# 作業内容
1. 以下の提示文のうち「漢字「豐」(豊)の起源と成り」から「りから「丰」を簡体字とした。」までの部分を、「上古の時代」を「古代」に置き換えたうえで書き写してください。
2. 提示文によれば、簡略化の方式の決まりに基づき「豐」の簡体字とされたのはどの字ですか。

# 提示文
● ● ● ●

2020年12月5日土曜日

漢字「豐」(豊)の起源と成り立ち:たかつきという足の高い器に山盛りに盛りつけた様子の象形文字



引用:「汉字密码」(P737、唐汉著,学林出版社)
唐漢氏の解釈
 甲骨文字と金文の「豐」の字は本来上古の時代では客を迎えた時、玉器を飾る習慣があった。即ち珍蔵の玉や玉器などを選んで来て、誇示するのと併せて誠心の付き合いの生活情景。上古の時代、客を接待するのに祭りの品を奉献し玉器の数量の多いことで誠意を推し量った。俗語でいわゆる「出血を惜しまない」ということだ。因みに「豐」は「盛んなること」「数の多いこと」の意味がある。小篆の丰を別の意味と区別するようにし、もっぱら豊盛の意味だけに用いるようにし、豊の字とは細かい区別を生じ二つの丰の間に一つの区分けの記号を設けた。楷書では「豐」と書き、簡略化の方式の決りから「丰」を簡体字とした。

● ● ● ●

# 元データ

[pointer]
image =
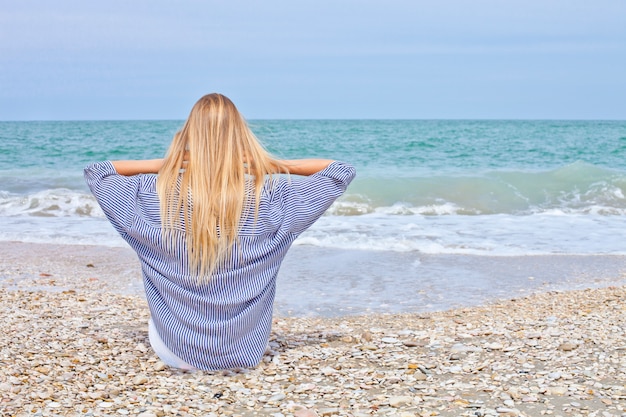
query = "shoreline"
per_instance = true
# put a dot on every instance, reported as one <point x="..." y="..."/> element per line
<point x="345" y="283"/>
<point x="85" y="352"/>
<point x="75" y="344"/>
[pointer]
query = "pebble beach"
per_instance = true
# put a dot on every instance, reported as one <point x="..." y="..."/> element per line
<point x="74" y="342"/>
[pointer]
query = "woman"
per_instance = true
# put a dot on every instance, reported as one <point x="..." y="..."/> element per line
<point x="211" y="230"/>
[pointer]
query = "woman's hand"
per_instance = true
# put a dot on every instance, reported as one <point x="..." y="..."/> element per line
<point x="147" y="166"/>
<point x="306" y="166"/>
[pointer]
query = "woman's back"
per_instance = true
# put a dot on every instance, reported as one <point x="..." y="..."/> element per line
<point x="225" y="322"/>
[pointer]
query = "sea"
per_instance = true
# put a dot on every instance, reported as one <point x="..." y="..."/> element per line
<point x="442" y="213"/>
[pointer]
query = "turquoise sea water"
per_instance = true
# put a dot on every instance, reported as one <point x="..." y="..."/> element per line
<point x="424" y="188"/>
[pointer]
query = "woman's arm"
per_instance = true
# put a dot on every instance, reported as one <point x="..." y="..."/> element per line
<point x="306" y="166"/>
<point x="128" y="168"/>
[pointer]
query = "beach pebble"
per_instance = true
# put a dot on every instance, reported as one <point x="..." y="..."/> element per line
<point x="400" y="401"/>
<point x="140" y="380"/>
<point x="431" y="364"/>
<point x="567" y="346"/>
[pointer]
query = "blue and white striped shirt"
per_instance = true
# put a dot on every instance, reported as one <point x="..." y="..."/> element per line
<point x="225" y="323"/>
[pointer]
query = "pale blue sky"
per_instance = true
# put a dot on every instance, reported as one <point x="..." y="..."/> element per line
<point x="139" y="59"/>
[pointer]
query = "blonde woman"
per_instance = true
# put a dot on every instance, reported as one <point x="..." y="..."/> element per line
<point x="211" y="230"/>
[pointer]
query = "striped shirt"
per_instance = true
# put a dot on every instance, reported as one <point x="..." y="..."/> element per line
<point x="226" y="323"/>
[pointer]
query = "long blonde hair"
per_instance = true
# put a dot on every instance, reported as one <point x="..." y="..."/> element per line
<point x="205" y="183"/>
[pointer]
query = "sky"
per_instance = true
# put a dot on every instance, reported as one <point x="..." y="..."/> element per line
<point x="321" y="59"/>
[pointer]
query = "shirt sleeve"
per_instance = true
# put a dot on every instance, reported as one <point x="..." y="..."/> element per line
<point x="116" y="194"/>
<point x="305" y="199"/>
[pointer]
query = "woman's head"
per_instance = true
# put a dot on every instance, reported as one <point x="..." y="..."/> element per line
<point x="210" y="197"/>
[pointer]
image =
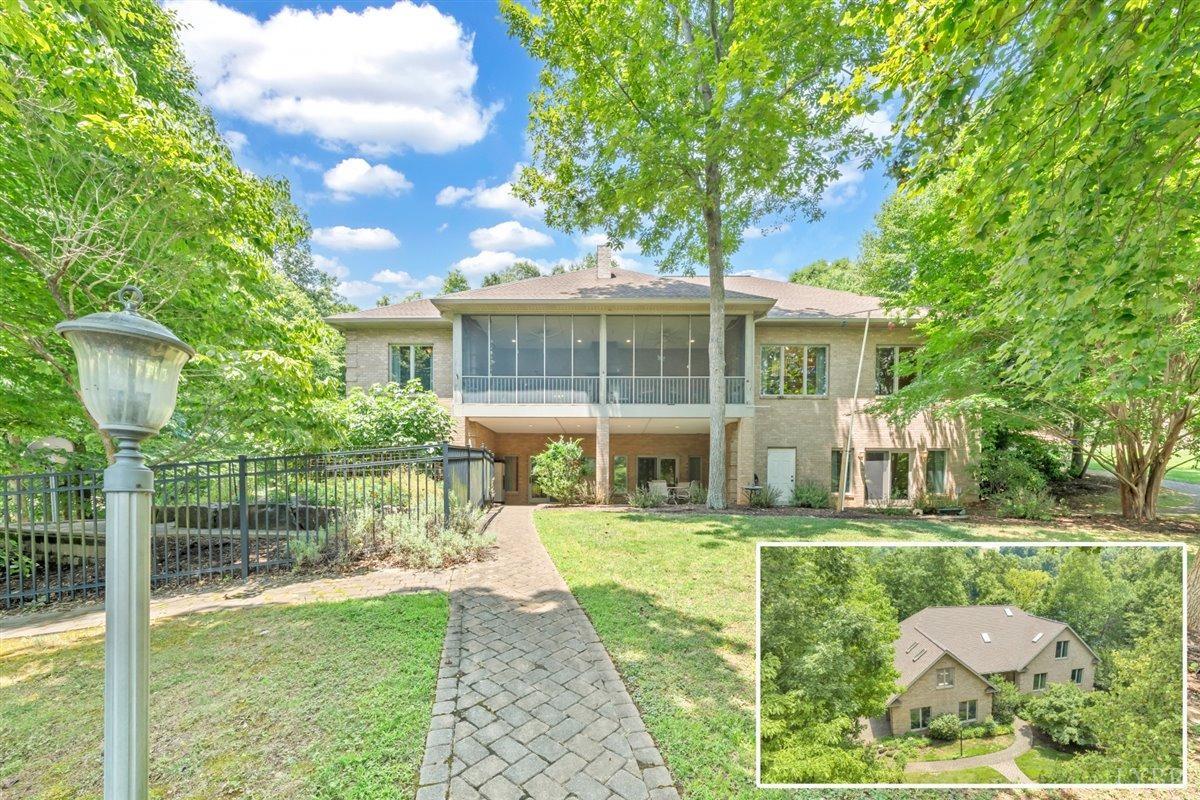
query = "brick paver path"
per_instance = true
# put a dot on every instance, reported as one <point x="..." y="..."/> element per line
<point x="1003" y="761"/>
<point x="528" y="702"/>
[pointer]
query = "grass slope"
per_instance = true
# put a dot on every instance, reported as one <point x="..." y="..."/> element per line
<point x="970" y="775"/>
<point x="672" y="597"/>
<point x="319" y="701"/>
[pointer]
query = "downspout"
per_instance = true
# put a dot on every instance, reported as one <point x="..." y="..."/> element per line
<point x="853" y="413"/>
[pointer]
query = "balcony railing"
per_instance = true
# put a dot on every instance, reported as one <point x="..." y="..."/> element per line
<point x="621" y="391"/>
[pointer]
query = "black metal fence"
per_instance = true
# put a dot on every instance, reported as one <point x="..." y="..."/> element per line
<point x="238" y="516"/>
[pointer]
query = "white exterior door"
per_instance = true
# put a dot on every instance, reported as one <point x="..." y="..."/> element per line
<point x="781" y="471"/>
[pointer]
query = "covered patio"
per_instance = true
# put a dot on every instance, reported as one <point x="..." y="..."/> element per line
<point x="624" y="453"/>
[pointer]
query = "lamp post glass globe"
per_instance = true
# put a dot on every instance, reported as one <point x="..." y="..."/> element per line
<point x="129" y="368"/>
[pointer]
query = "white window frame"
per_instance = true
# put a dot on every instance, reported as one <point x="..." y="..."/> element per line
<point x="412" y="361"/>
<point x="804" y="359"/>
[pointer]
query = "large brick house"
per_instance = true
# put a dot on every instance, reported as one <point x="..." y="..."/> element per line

● ● ● ●

# 解答
1.
漢字「豐」(豊)の起源と成り立ち:たかつきという足の高い器に山盛りに盛りつけた様子の象形文字



引用:「汉字密码」(P737、唐汉著,学林出版社)
唐漢氏の解釈
 甲骨文字と金文の「豐」の字は本来古代では客を迎えた時、玉器を飾る習慣があった。即ち珍蔵の玉や玉器などを選んで来て、誇示するのと併せて誠心の付き合いの生活情景。古代、客を接待するのに祭りの品を奉献し玉器の数量の多いことで誠意を推し量った。俗語でいわゆる「出血を惜しまない」ということだ。因みに「豐」は「盛んなること」「数の多いこと」の意味がある。小篆の丰を別の意味と区別するようにし、もっぱら豊盛の意味だけに用いるようにし、豊の字とは細かい区別を生じ二つの丰の間に一つの区分けの記号を設けた。楷書では「豐」と書き、簡略化の方式の決りから「丰」を簡体字とした。

2. 「丰」です。